#### Problem statement:
Restate word for word the section of the entries that opens at the line containing "[tag] one dot per instance, sample [304,152]." and closes at the line containing "[tag] one dot per instance, sample [170,78].", both lines kept, pictures dropped.

#### The records:

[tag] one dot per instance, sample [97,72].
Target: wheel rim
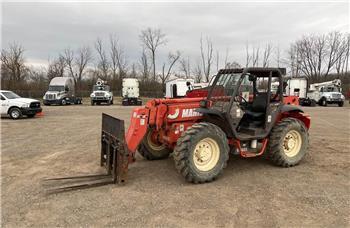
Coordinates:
[15,114]
[206,154]
[292,143]
[151,138]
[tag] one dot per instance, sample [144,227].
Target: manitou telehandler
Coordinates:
[240,115]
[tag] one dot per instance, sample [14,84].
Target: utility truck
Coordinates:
[61,92]
[325,93]
[16,106]
[181,87]
[239,116]
[101,93]
[131,92]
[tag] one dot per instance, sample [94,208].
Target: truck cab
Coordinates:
[61,91]
[15,106]
[101,93]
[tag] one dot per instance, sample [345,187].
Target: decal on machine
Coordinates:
[190,113]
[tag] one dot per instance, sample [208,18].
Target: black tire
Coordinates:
[185,149]
[152,151]
[323,102]
[276,146]
[15,113]
[313,103]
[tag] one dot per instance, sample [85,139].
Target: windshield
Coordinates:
[100,88]
[225,84]
[56,88]
[10,95]
[332,89]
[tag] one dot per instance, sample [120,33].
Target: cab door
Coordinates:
[4,104]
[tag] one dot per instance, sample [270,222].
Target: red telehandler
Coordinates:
[240,115]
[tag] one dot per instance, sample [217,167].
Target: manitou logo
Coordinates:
[190,113]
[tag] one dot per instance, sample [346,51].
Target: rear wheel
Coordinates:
[288,143]
[151,149]
[15,113]
[201,153]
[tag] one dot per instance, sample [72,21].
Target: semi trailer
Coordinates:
[101,93]
[131,92]
[61,92]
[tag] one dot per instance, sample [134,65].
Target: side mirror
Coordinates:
[252,78]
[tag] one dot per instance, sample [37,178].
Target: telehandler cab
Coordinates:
[240,115]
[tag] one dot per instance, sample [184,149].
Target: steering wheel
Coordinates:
[243,105]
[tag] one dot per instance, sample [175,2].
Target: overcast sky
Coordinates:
[45,29]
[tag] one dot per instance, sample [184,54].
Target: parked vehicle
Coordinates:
[131,92]
[201,133]
[101,93]
[16,106]
[325,93]
[181,87]
[61,92]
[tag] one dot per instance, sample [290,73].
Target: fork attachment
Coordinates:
[114,157]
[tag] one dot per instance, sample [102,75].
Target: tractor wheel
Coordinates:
[288,143]
[151,149]
[201,153]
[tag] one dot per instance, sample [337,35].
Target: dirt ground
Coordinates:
[251,192]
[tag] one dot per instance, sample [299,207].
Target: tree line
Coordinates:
[317,57]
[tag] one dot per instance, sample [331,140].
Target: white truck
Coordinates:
[131,92]
[62,92]
[325,93]
[15,106]
[101,93]
[178,87]
[318,93]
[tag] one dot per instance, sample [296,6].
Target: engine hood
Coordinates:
[24,100]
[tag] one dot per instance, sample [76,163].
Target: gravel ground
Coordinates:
[251,192]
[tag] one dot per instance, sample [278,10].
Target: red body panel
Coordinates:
[171,117]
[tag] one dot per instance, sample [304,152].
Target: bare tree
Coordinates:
[198,74]
[13,62]
[172,59]
[145,68]
[118,58]
[266,55]
[207,57]
[152,39]
[185,66]
[103,63]
[248,57]
[82,59]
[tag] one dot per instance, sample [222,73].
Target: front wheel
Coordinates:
[15,113]
[201,153]
[288,143]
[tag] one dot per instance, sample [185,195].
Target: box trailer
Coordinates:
[61,92]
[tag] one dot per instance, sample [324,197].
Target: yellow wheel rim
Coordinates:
[206,154]
[154,146]
[292,143]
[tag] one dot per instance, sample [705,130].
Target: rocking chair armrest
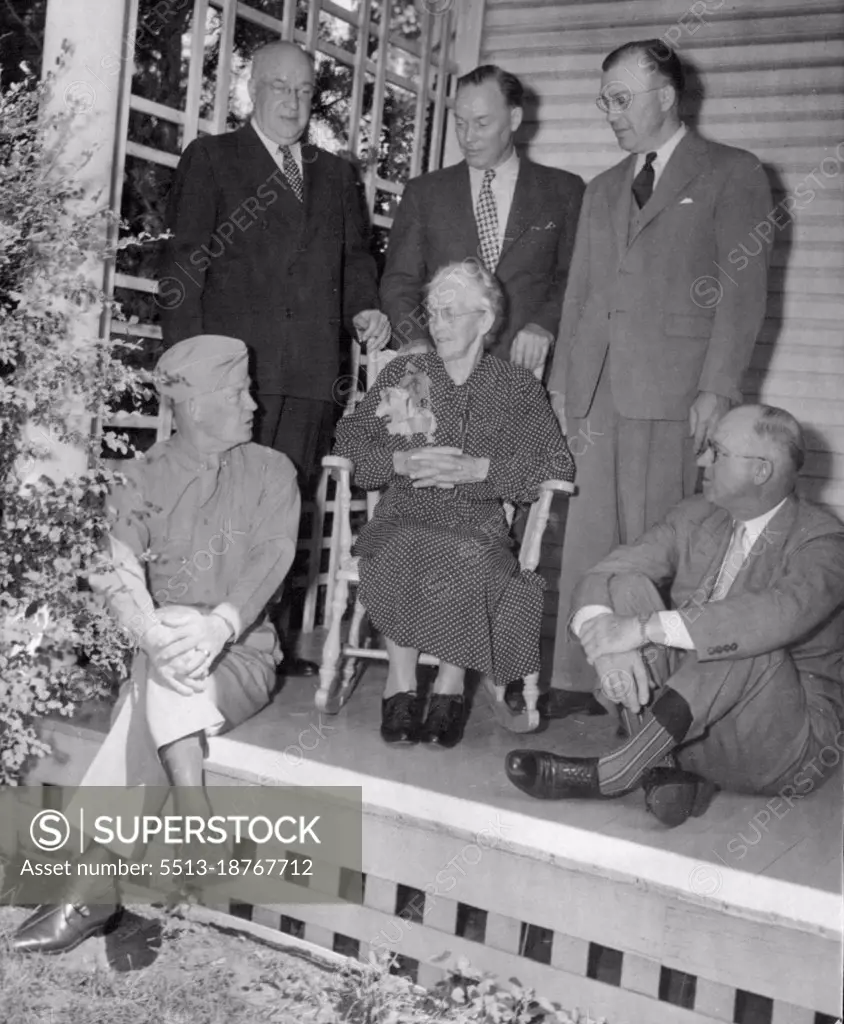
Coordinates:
[339,463]
[564,486]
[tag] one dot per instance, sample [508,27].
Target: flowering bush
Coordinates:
[56,377]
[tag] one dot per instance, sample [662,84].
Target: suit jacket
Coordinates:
[789,593]
[435,225]
[249,260]
[677,300]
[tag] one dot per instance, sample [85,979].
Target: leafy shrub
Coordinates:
[56,377]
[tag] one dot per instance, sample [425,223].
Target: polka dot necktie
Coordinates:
[487,217]
[291,171]
[733,560]
[643,182]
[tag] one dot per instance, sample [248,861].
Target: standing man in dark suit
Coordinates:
[515,216]
[269,245]
[660,317]
[749,666]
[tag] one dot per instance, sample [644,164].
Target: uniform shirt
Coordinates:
[210,528]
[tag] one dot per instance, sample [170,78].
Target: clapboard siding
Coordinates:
[770,79]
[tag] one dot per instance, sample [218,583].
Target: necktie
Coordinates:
[643,182]
[487,217]
[291,171]
[732,562]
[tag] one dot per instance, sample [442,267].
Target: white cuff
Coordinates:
[582,616]
[230,615]
[676,634]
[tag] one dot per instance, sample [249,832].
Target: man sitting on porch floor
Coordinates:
[750,665]
[204,534]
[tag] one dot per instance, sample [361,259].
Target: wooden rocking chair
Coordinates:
[341,664]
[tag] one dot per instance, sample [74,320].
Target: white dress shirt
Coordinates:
[503,186]
[663,155]
[272,148]
[672,622]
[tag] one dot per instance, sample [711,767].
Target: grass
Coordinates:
[156,969]
[161,967]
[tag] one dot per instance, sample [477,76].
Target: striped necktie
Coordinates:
[487,217]
[291,171]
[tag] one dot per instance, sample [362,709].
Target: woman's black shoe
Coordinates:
[444,724]
[402,718]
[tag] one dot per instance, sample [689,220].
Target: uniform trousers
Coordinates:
[149,715]
[629,474]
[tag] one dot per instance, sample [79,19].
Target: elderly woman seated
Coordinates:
[450,436]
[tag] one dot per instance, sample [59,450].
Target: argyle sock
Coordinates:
[661,729]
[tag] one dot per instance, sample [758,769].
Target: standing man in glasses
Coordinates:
[270,245]
[666,297]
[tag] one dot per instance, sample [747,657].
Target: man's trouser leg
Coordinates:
[629,474]
[150,715]
[302,429]
[755,723]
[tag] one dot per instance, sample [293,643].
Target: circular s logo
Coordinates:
[49,830]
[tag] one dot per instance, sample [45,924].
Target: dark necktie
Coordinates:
[643,182]
[291,171]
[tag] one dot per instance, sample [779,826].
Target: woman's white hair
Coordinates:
[470,272]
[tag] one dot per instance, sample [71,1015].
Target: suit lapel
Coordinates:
[524,208]
[687,161]
[622,185]
[767,550]
[460,208]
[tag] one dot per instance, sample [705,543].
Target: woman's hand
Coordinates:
[401,460]
[445,468]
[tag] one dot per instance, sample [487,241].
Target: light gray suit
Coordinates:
[765,681]
[662,303]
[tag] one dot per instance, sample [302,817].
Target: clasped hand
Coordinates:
[610,643]
[373,329]
[183,644]
[439,467]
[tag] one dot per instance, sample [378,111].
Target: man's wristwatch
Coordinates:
[229,628]
[644,619]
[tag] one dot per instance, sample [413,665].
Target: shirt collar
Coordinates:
[756,526]
[272,147]
[509,169]
[665,151]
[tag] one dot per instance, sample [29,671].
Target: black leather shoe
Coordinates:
[298,667]
[548,776]
[673,796]
[444,724]
[59,928]
[402,718]
[554,702]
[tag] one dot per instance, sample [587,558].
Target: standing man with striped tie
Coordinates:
[496,207]
[666,297]
[270,246]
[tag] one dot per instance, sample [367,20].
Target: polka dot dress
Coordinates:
[438,571]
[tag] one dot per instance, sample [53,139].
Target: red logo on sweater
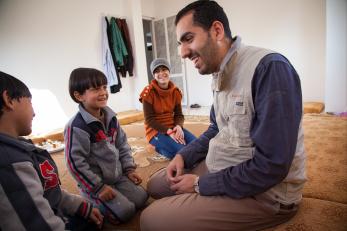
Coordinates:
[47,172]
[100,136]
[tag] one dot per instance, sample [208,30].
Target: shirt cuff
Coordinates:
[211,184]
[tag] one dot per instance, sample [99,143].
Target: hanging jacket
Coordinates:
[129,60]
[118,47]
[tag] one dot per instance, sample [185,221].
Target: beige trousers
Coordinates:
[193,212]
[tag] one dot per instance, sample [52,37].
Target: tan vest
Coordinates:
[234,110]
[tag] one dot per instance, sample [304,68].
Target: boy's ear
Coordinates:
[8,102]
[78,96]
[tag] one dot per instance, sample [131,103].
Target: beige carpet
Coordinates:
[325,194]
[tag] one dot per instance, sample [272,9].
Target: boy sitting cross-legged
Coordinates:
[30,194]
[97,152]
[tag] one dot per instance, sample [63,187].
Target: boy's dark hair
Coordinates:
[205,12]
[81,79]
[15,88]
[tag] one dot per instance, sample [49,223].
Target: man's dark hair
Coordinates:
[204,14]
[15,88]
[81,79]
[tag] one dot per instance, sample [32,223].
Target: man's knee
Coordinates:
[141,198]
[149,220]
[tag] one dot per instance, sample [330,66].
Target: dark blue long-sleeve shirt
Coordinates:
[277,99]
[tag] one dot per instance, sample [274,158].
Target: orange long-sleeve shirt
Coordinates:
[162,108]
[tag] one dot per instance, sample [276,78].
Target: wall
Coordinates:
[336,84]
[41,42]
[294,28]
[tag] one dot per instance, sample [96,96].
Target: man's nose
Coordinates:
[184,51]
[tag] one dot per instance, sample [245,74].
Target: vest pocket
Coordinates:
[238,122]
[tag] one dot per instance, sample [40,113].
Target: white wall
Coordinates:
[336,84]
[294,28]
[42,41]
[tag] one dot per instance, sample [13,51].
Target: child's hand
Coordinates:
[96,217]
[107,193]
[134,177]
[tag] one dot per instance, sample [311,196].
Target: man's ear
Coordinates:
[218,30]
[78,96]
[8,102]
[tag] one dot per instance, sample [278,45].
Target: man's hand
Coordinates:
[175,168]
[96,217]
[179,134]
[173,135]
[184,184]
[134,177]
[107,193]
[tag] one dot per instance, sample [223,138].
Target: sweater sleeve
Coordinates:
[178,115]
[77,149]
[23,205]
[125,156]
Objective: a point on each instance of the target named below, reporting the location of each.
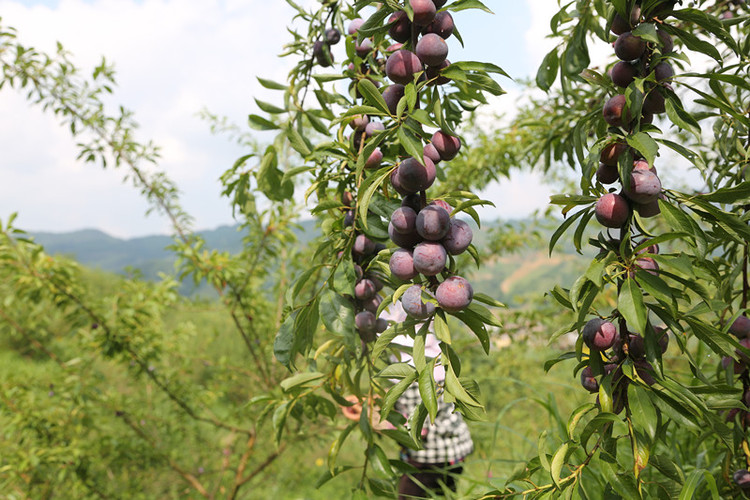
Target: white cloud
(172, 58)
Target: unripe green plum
(645, 370)
(647, 264)
(432, 49)
(442, 203)
(433, 223)
(372, 303)
(363, 246)
(355, 25)
(620, 25)
(430, 152)
(647, 210)
(347, 199)
(404, 220)
(612, 152)
(396, 183)
(402, 65)
(615, 113)
(381, 325)
(349, 218)
(740, 327)
(413, 305)
(599, 334)
(332, 36)
(322, 53)
(662, 336)
(402, 264)
(607, 174)
(636, 346)
(372, 128)
(629, 46)
(430, 258)
(373, 161)
(364, 289)
(392, 95)
(433, 74)
(446, 145)
(643, 165)
(666, 42)
(742, 479)
(588, 381)
(663, 71)
(442, 25)
(623, 73)
(413, 201)
(454, 294)
(414, 176)
(654, 102)
(458, 238)
(645, 186)
(365, 322)
(612, 210)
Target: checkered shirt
(447, 440)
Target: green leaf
(337, 314)
(558, 460)
(547, 72)
(411, 144)
(269, 108)
(260, 123)
(427, 389)
(372, 95)
(691, 485)
(397, 371)
(642, 411)
(729, 195)
(631, 306)
(335, 448)
(459, 5)
(442, 332)
(271, 85)
(395, 392)
(643, 143)
(366, 191)
(300, 379)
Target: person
(446, 442)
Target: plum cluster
(367, 288)
(603, 337)
(322, 47)
(426, 234)
(426, 35)
(637, 59)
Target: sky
(174, 58)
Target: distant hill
(509, 278)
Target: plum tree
(433, 223)
(458, 238)
(446, 145)
(413, 304)
(454, 294)
(599, 334)
(612, 210)
(424, 11)
(629, 47)
(432, 49)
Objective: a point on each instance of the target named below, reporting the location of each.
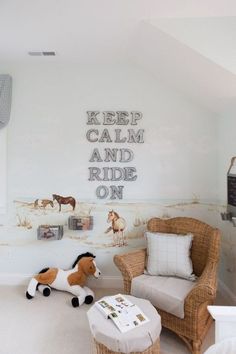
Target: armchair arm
(204, 289)
(131, 265)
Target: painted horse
(43, 203)
(118, 225)
(72, 280)
(64, 200)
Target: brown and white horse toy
(118, 225)
(72, 280)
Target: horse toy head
(88, 266)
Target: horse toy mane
(72, 280)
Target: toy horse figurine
(72, 280)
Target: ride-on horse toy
(72, 280)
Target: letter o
(102, 192)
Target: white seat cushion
(169, 255)
(166, 293)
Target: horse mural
(64, 200)
(42, 203)
(118, 225)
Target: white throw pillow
(169, 255)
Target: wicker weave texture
(205, 256)
(101, 349)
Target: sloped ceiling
(178, 50)
(185, 68)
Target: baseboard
(105, 281)
(226, 292)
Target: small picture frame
(80, 222)
(50, 232)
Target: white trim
(226, 292)
(105, 281)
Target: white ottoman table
(108, 339)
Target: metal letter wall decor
(111, 155)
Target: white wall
(227, 149)
(3, 169)
(48, 151)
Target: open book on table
(122, 312)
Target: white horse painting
(118, 225)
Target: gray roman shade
(5, 99)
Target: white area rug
(52, 326)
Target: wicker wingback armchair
(205, 256)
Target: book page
(123, 313)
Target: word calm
(122, 155)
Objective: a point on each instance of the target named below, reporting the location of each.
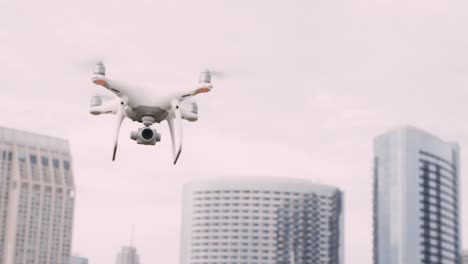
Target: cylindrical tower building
(261, 221)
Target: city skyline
(308, 85)
(37, 195)
(268, 220)
(416, 198)
(128, 255)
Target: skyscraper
(128, 255)
(78, 260)
(416, 199)
(261, 221)
(36, 199)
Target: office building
(36, 199)
(128, 255)
(416, 198)
(261, 221)
(78, 260)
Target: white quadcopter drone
(149, 108)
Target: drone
(148, 108)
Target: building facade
(36, 199)
(78, 260)
(128, 255)
(261, 221)
(416, 199)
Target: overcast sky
(309, 84)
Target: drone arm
(105, 108)
(174, 121)
(120, 117)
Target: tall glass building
(416, 199)
(36, 199)
(261, 221)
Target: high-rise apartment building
(36, 199)
(128, 255)
(261, 221)
(416, 199)
(78, 260)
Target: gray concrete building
(128, 255)
(78, 260)
(261, 221)
(416, 198)
(37, 196)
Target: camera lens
(147, 134)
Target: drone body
(144, 106)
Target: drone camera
(96, 101)
(146, 136)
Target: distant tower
(465, 257)
(36, 199)
(416, 199)
(261, 221)
(128, 255)
(78, 260)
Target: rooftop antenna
(132, 235)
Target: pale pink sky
(310, 84)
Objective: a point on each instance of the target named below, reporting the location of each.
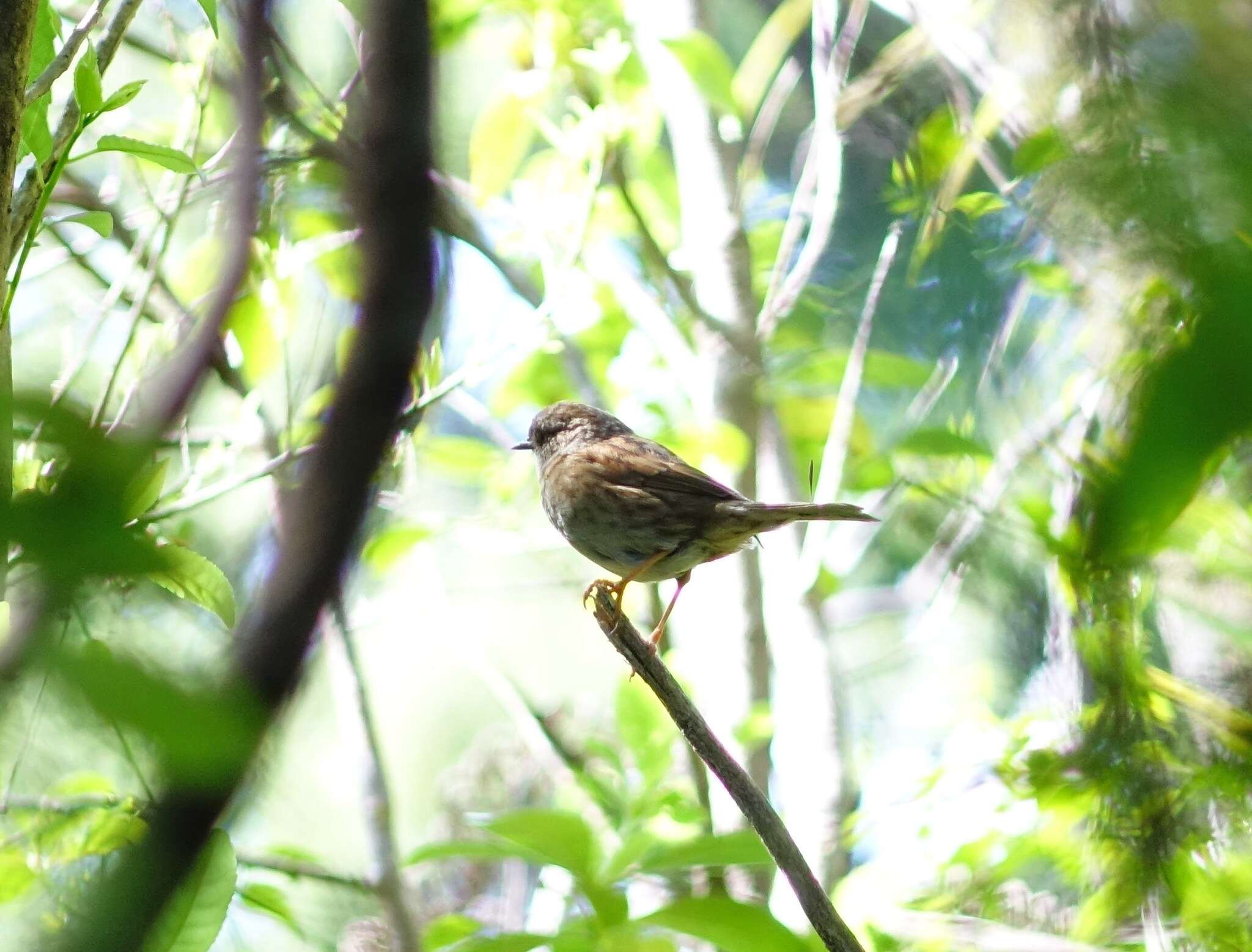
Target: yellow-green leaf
(192, 577)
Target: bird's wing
(632, 460)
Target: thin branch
(323, 515)
(68, 805)
(767, 120)
(817, 201)
(382, 830)
(17, 29)
(217, 490)
(836, 451)
(33, 185)
(62, 61)
(306, 871)
(682, 284)
(748, 795)
(154, 260)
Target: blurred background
(982, 270)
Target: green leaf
(445, 930)
(211, 12)
(645, 728)
(99, 222)
(556, 837)
(194, 915)
(190, 575)
(35, 136)
(144, 489)
(504, 942)
(709, 67)
(87, 82)
(389, 544)
(731, 926)
(122, 95)
(164, 156)
(976, 204)
(271, 901)
(111, 830)
(248, 321)
(767, 54)
(503, 135)
(937, 441)
(1039, 150)
(1048, 278)
(473, 850)
(15, 873)
(940, 142)
(739, 848)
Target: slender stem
(307, 871)
(65, 56)
(33, 231)
(748, 795)
(389, 885)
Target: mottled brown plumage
(636, 509)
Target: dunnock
(636, 509)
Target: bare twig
(748, 795)
(304, 871)
(17, 29)
(65, 56)
(323, 515)
(65, 805)
(836, 451)
(817, 199)
(388, 884)
(680, 284)
(217, 490)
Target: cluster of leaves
(649, 830)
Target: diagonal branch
(836, 452)
(382, 830)
(748, 797)
(325, 514)
(817, 198)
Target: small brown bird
(638, 510)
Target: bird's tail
(764, 517)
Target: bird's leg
(619, 588)
(665, 615)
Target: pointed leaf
(192, 577)
(163, 156)
(559, 838)
(271, 901)
(709, 67)
(194, 915)
(99, 222)
(211, 12)
(122, 95)
(87, 83)
(144, 489)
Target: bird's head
(561, 425)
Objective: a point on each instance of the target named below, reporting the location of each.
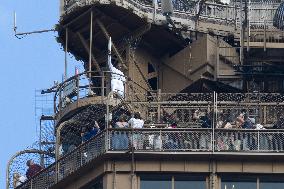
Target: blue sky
(33, 62)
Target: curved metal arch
(278, 20)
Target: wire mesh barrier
(81, 156)
(249, 140)
(160, 140)
(196, 122)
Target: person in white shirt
(136, 122)
(117, 76)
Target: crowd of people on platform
(121, 139)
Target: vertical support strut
(91, 42)
(66, 51)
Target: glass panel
(155, 182)
(239, 182)
(268, 182)
(190, 182)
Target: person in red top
(33, 169)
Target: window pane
(190, 182)
(155, 182)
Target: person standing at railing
(120, 138)
(87, 135)
(33, 169)
(136, 122)
(117, 76)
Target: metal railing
(189, 136)
(211, 12)
(90, 84)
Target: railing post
(258, 140)
(264, 36)
(159, 105)
(103, 86)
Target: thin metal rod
(91, 41)
(33, 32)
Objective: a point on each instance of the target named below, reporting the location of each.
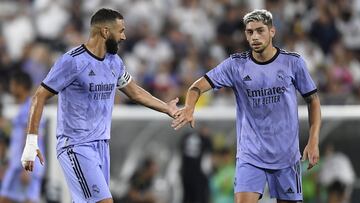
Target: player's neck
(266, 55)
(21, 98)
(96, 46)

#### Exercise answer:
[tag] one dot per instance, sample [304,152].
Target: bare tree
Coordinates:
[198,74]
[13,62]
[172,59]
[145,68]
[118,58]
[266,55]
[207,57]
[152,39]
[185,66]
[103,63]
[248,57]
[82,59]
[tag] one dot per instance, sample [222,73].
Target: front wheel
Coordinates:
[15,113]
[201,153]
[288,143]
[tag] one dot per instance, sample [185,195].
Target: box trailer
Coordinates:
[61,92]
[tag] one dot per instance, sample [324,197].
Target: yellow wheel rim
Coordinates:
[206,154]
[154,146]
[292,143]
[tag] one dot per instance, sample [705,130].
Target: rocking chair armrest
Coordinates:
[339,463]
[564,486]
[tag] one dot per instance, sample [508,27].
Target: flowering bush
Coordinates:
[56,377]
[tag] one dot per instance, sample [662,84].
Target: suit jacket
Coordinates:
[789,593]
[435,225]
[249,260]
[677,300]
[tag] one dot per instance, sample [85,979].
Target: leafy shrub
Coordinates:
[56,377]
[tag] one dot per instance, sample [425,223].
Target: polka dot necktie
Coordinates:
[487,217]
[291,171]
[733,560]
[643,182]
[tag] one dot per instance, sample [248,861].
Target: standing man in dark suit
Coordinates:
[515,216]
[269,245]
[660,317]
[749,666]
[tag] one dot per instance, sample [644,164].
Target: uniform shirt
Coordinates:
[210,528]
[tag] one dot per instance, sample [170,78].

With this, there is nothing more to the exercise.